### SET PROBLEM 1
According to the AWS databases text, how many read replicas can Aurora have?
### SET PROBLEM 2
Please extract the entry about placing points on green trees, copying every line as it appears and omitting the picture.

EFS performance modes:

General Purpose: low-latency operations (web servers, CMS).
Max I/O: high aggregate throughput (big data, media processing) -- higher latency.

Databases

Q6. When do you use RDS vs DynamoDB vs Aurora vs ElastiCache?

Service	Type	Use case	When NOT to use
RDS (MySQL/PostgreSQL)	Relational	Structured data, ACID transactions, reporting	High-scale OLTP (>100K TPS)
Aurora	Managed relational (MySQL/PG compat)	High-scale relational, global apps	Simple/small workloads (cost)
DynamoDB	NoSQL key-value/document	Single-digit ms at any scale, serverless	Complex queries, JOINs, ACID multi-table
ElastiCache (Redis)	In-memory cache	Session store, leaderboards, pub/sub, hot data	Durable primary storage
ElastiCache (Memcached)	In-memory cache	Simple key-value cache, horizontal scaling	Complex data structures, persistence
Redshift	Columnar OLAP	Data warehouse, analytics (TB-PB)	OLTP, row-level updates
DocumentDB	MongoDB-compatible	JSON documents, content management	High-volume time series
Neptune	Graph	Social graphs, fraud detection	Non-graph data

Aurora advantages over RDS:

Up to 15 read replicas (vs 5 for RDS MySQL/PG).
Automatic storage growth in 10 GB increments (no pre-provisioning).
Aurora Global Database: sub-second cross-region replication (RPO seconds, RTO < 1 minute).
Aurora Serverless v2: auto-scales from 0.5 to 128 ACUs in seconds.

Q7. How does DynamoDB achieve single-digit millisecond performance at scale?

DynamoDB architecture for scale:

1. Partition key distribution Data is distributed across partitions by hashing the partition key. Each partition handles up to 3,000 RCUs and 1,000 WCUs.

# Hot partition problem: all writes to same partition key
# BAD key: status (only "active"/"inactive" -- two partitions take all traffic)
# GOOD key: user_id (high cardinality, uniform distribution)

# For write-heavy hot keys: add random suffix
user_id = "user123"
shard_key = f"{user_id}#{random.randint(0, 9)}"  # 10 shards per user
# Read: query all 10 shards, merge results

2. Eventually consistent vs strongly consistent reads

import boto3

dynamodb = boto3.resource('dynamodb', region_name='us-east-1')
table = dynamodb.Table('Orders')

# Eventually consistent (default) -- 50% cost, may lag milliseconds
response = table.get_item(Key={'order_id': '12345'})

# Strongly consistent -- full cost, guaranteed latest data
response = table.get_item(
    Key={'order_id': '12345'},
    ConsistentRead=True
)

3. Global Secondary Indexes (GSI)

# Table: Orders (PK=user_id, SK=order_id)
# GSI: status-created_at-index (PK=status, SK=created_at)

# Query all pending orders in last 24 hours
response = table.query(
    IndexName='status-created_at-index',
    KeyConditionExpression=Key('status').eq('PENDING') &
                           Key('created_at').gte('2026-06-07T00:00:00Z')
)

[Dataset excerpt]
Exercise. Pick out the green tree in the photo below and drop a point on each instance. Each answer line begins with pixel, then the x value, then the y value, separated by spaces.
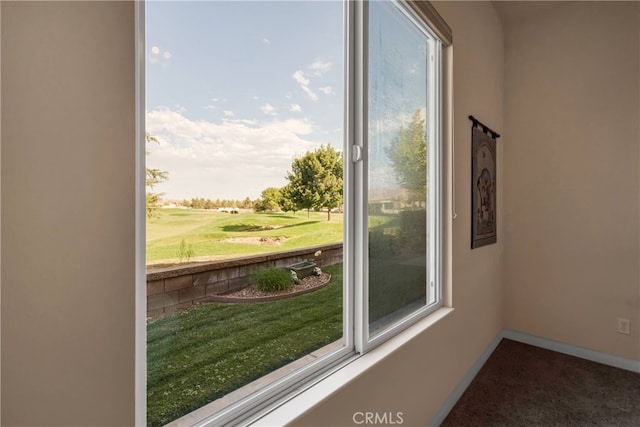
pixel 287 202
pixel 269 200
pixel 315 180
pixel 408 156
pixel 153 178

### TASK RESULT 1
Up to 15 read replicas.

### TASK RESULT 2
Exercise. Pick out the green tree in the photo below and drop a point on each instance. Each answer line begins with pixel, then the x value, then the y value, separated by spaces.
pixel 287 202
pixel 269 200
pixel 315 180
pixel 408 156
pixel 153 178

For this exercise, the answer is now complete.